- [Exercise data]

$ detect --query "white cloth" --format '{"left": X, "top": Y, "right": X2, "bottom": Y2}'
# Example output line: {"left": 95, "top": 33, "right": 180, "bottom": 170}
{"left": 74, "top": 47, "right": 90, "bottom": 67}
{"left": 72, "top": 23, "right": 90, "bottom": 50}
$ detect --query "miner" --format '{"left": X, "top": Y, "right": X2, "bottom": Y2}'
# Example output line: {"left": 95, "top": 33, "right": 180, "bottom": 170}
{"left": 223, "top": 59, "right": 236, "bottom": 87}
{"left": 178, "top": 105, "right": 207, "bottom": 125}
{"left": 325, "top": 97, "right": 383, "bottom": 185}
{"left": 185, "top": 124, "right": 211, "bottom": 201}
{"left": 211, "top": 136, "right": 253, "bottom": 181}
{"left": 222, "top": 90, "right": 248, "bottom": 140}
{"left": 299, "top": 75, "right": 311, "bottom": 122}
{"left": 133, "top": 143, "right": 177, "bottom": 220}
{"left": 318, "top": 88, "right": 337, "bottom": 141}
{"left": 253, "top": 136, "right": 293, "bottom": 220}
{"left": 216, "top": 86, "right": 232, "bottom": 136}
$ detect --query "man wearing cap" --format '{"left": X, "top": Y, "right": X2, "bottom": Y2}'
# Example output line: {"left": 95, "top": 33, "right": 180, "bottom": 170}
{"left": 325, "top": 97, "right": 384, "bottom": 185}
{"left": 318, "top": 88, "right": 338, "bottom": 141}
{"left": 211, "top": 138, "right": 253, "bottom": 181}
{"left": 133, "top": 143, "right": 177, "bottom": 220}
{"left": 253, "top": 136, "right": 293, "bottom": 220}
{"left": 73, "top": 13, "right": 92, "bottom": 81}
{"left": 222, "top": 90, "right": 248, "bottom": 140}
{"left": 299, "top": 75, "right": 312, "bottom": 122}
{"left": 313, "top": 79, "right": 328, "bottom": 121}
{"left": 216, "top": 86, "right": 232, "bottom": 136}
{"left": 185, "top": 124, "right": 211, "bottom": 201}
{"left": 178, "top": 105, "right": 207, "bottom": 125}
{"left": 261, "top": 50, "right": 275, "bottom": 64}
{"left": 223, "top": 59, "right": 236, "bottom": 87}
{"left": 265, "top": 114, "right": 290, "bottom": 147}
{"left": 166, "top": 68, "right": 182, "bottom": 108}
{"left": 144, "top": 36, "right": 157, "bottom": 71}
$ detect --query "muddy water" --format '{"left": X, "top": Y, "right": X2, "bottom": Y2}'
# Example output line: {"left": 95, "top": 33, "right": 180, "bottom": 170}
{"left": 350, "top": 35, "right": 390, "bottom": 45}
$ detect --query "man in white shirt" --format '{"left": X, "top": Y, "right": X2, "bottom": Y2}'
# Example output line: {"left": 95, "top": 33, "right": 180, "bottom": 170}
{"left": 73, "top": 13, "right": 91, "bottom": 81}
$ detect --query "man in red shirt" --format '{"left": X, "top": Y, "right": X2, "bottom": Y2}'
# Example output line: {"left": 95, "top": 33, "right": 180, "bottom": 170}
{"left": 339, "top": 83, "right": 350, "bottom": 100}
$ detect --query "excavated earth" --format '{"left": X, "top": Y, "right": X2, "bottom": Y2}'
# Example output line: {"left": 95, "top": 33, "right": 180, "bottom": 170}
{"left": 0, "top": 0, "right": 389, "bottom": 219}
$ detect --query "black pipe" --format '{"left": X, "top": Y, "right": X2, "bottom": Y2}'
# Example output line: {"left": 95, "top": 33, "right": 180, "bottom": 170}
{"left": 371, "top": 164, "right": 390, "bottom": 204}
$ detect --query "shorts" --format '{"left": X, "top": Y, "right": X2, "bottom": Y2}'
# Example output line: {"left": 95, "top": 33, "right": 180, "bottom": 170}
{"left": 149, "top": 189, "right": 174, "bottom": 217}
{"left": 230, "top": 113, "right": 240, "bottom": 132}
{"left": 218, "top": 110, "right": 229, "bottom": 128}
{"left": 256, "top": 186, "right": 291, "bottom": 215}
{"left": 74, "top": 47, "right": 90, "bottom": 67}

- [Exercise description]
Pick out each line in the material containing "white".

- [Exercise response]
$ detect --query "white cloth" --format '{"left": X, "top": Y, "right": X2, "bottom": Y2}'
$ detect --query "man in white shirt" --format '{"left": X, "top": Y, "right": X2, "bottom": Y2}'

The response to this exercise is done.